**Entries shown:**
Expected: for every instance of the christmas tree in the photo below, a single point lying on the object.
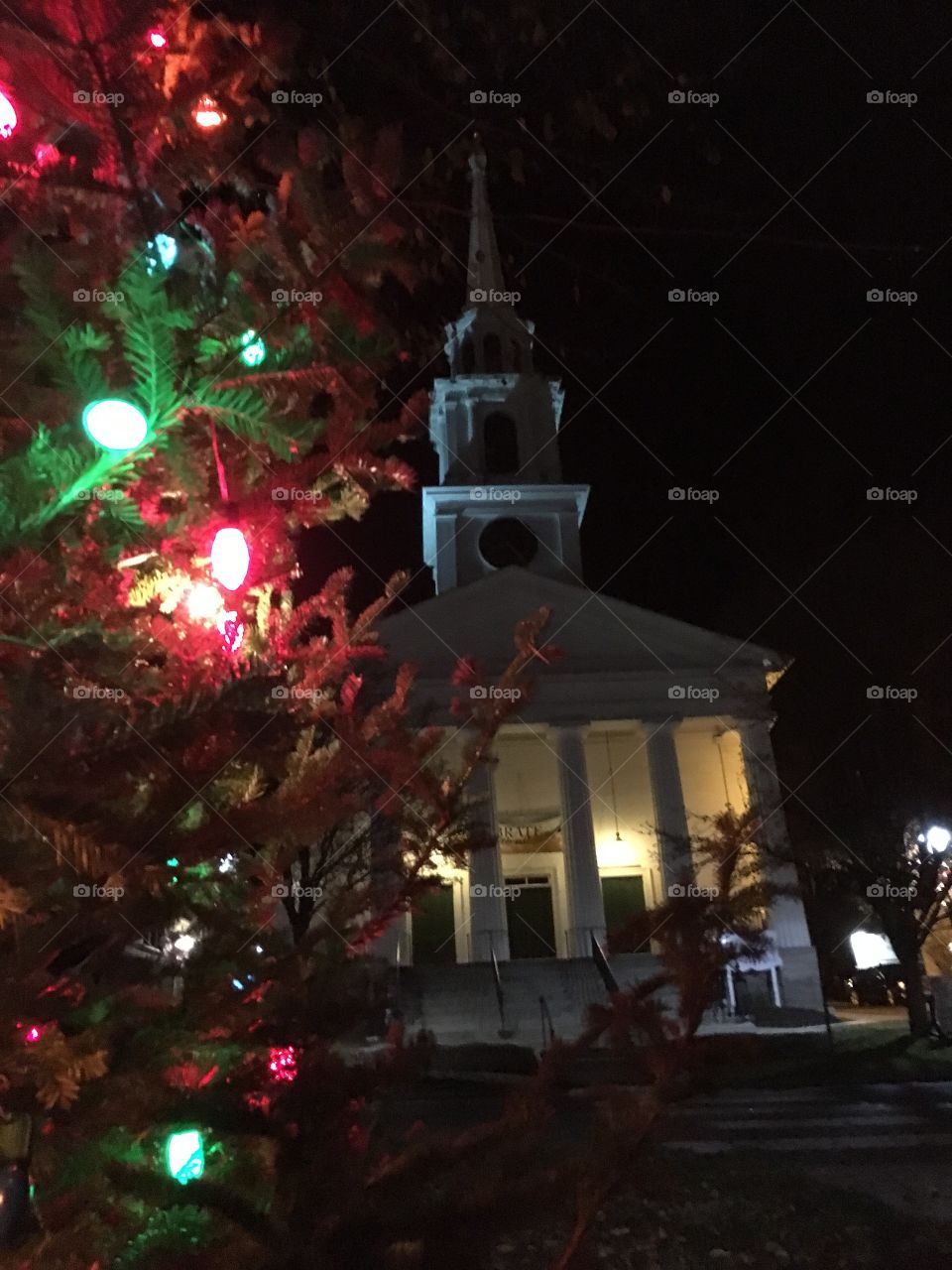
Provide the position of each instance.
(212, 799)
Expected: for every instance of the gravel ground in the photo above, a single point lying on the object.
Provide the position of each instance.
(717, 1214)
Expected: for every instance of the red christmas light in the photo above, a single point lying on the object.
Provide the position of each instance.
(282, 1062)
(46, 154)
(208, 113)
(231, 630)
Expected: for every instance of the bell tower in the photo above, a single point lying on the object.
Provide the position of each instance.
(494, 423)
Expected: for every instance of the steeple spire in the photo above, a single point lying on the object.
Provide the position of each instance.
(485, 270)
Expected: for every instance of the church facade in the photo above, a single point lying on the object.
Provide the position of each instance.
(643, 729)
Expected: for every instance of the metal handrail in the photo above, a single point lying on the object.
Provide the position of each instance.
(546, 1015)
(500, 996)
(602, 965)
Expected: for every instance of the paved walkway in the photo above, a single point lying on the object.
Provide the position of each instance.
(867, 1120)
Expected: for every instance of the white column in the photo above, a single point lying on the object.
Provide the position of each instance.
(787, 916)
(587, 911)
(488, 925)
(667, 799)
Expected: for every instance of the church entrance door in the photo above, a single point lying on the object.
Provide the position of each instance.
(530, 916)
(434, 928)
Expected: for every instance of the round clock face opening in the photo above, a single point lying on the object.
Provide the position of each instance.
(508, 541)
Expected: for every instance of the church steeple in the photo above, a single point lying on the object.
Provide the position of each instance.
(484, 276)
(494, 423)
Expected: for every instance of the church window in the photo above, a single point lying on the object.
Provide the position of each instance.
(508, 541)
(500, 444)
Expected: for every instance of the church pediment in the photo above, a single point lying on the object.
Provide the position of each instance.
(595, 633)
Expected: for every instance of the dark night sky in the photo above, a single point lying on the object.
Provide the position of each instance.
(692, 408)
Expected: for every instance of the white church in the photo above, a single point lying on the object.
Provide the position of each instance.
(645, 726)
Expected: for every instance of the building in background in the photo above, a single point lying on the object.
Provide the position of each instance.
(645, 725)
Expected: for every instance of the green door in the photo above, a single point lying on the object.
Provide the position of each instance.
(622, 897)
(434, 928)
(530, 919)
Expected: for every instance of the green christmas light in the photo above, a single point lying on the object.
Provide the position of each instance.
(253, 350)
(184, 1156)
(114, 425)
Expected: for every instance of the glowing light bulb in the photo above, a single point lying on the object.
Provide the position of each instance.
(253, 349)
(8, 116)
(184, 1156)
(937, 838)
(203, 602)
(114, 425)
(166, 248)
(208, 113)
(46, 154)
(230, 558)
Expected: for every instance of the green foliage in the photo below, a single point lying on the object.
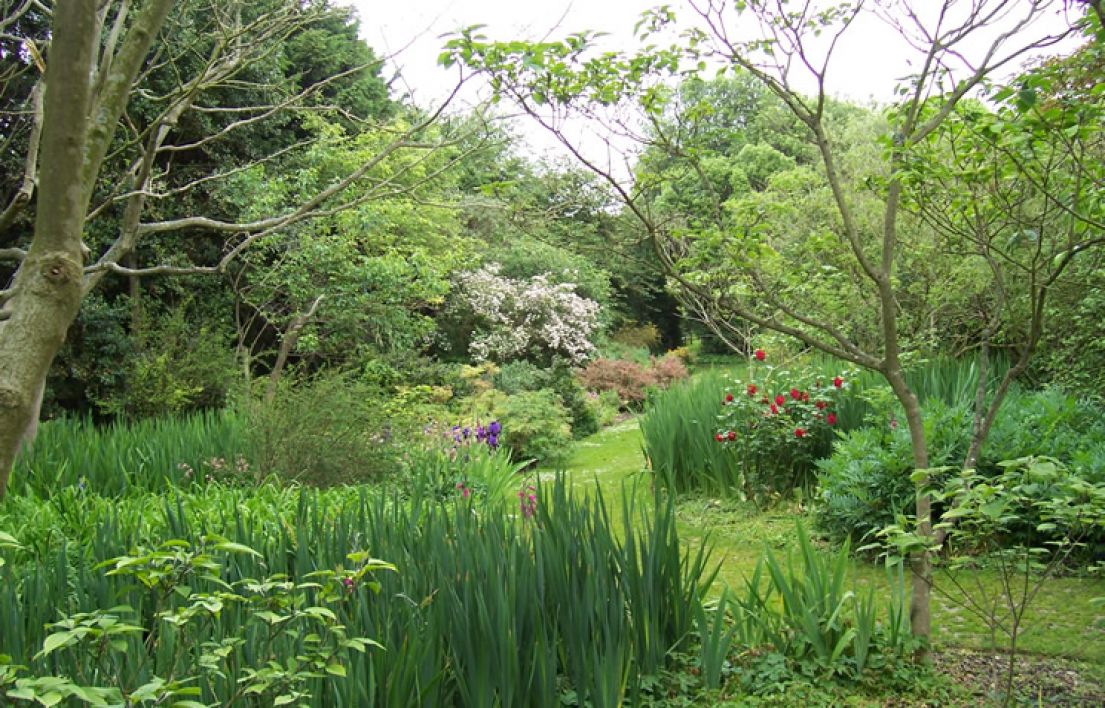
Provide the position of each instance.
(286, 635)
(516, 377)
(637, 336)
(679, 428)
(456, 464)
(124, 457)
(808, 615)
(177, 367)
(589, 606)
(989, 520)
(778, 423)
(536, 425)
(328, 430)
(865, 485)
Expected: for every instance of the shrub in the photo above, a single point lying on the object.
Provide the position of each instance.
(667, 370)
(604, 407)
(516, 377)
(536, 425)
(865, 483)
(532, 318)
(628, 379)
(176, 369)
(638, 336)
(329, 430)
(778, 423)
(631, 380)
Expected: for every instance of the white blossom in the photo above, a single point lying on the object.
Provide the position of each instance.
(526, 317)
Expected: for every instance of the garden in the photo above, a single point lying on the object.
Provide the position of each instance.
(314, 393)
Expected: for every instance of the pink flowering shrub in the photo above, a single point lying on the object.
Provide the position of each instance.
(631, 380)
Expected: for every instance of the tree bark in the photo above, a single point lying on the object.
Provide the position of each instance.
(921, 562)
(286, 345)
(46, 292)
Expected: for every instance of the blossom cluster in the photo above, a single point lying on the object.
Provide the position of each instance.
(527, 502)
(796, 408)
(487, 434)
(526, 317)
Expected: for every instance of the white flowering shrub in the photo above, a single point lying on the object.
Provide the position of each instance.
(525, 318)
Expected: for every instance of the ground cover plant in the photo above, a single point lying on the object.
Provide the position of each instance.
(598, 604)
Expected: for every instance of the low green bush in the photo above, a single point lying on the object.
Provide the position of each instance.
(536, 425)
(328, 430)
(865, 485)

**Directive:** Can you quote exactly the lines from the one containing "Expected: for every instance of the blossom" through the last line of the records above, and nothing else?

**Answer for the task:**
Expected: for every instance of the blossom cluster in the photo above, a single point lying on the object.
Provide the position of each instance.
(527, 502)
(796, 408)
(487, 434)
(526, 317)
Expected: for every instance of the white flowering shrub in the photo above, a single point lying on the object.
Provide the position of each instance.
(525, 318)
Expected: for every instance of the ground cover plant in the photo above, a single point lying on the object.
Provide the position of each instance.
(598, 604)
Expected: for every instance of the low green bush in the photo above, a single point lying on the object.
Provide the position of each instance.
(536, 425)
(328, 430)
(865, 485)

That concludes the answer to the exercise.